• Problems to solve:
1. In the farewell message from the outgoing pastoral associate, which religious community is the writer joining as a postulant?
2. Write the next part of the farewell message from the outgoing pastoral associate, picking up after its final sentence.

• Passage provided:
Browsing Pastor's Notes

A Message from Outgoing Pastoral Associate Kelli Reutman

As I sit down to write this goodbye after a weekend full of celebrations, I find peace in my heart. How strange that is after all the tearful goodbyes today. As you read this, I will be on my way to Minnesota, saying goodbye to my family, being shown my new convent bedroom… living my new life as a postulant with the Handmaids of the Heart of Jesus. 

I’ve been pretty open with the parish about my journey to the convent, but until now I haven’t shared my full discernment journey with many people. “Discernment” is the process by which we discover God’s will for us. Vocational discernment is intensely personal, so it is naturally hidden from the public eye for the most part. But I thought I could give a peek into what my experience has been like.

• Dataset extract:
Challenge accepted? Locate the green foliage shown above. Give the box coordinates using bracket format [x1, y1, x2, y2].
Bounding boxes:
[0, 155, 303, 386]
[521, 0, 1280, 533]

• The responses:
1. The Handmaids of the Heart of Jesus.

2.
I was in college when I first realized that religious life was an option for me. Though I grew up in a very Catholic area, I didn’t know that sisters or nuns were still a thing. I first encountered them when I started college at Ball State. These sisters wore the habit and had so much joy. They also were normal! After graduation, I took a job in New Albany, which I promptly left a few months later. In the weeks following, I found myself truly asking God for the first time what He wanted me to do with my life. What have I been created for? It was late one night when I was journaling that I first felt “the call.” It was gentle, but quite clear: “Would you consider discerning religious life now?” As with every step since then, the Lord was simply inviting me to take the next step in the process.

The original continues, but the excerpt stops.